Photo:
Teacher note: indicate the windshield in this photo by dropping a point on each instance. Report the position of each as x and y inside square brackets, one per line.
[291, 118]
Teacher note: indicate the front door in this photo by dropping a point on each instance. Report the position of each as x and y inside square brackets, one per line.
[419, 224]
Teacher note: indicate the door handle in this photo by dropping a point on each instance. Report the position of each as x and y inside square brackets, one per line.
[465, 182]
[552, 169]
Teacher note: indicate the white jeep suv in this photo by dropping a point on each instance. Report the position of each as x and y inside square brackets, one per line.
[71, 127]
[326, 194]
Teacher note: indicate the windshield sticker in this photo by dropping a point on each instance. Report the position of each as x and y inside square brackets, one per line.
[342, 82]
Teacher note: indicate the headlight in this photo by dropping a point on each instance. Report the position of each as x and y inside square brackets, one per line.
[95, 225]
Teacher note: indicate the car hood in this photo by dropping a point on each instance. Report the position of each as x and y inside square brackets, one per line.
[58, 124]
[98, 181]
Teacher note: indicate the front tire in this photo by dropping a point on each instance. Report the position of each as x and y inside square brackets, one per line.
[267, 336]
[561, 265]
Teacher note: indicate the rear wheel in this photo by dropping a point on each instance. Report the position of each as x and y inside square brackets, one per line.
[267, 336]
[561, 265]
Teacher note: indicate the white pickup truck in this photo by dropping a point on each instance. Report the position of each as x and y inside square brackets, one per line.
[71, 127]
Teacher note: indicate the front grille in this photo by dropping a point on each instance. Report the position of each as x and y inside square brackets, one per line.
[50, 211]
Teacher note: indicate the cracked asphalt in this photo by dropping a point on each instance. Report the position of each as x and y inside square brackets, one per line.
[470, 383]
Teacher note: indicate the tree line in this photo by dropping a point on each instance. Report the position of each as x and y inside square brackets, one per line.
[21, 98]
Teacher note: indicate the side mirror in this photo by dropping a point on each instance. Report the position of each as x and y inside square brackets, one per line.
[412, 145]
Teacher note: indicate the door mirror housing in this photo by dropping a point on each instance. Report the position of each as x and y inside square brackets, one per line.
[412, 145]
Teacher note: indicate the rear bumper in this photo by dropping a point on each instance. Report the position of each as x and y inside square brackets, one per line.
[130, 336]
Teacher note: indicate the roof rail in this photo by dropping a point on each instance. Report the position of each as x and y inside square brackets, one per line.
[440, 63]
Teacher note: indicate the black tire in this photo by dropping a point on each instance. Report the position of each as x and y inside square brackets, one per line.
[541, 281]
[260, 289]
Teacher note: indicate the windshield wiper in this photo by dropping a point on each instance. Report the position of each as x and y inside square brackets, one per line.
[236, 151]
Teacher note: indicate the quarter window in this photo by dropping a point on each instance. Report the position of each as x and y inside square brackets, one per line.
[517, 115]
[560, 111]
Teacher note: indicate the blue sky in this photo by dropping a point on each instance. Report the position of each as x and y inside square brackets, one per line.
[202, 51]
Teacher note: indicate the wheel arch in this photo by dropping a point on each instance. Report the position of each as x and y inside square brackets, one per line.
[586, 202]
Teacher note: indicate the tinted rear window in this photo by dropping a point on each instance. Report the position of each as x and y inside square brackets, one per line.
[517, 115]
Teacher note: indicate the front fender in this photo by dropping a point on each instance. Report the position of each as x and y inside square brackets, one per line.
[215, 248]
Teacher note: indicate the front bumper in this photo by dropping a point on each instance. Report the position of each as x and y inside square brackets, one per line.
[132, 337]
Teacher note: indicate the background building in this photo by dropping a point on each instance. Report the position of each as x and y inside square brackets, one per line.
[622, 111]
__________________________________________________
What is needed
Please copy the data exactly, starting with the line that contains "Teacher note: indicate the background" and going on through the end of the data, including both that line and the last one.

Worked answer
Teacher note: indicate the background building in this photo by dropping a point on each instance. Report the position of each as x and y inside square brackets, one per line.
[622, 111]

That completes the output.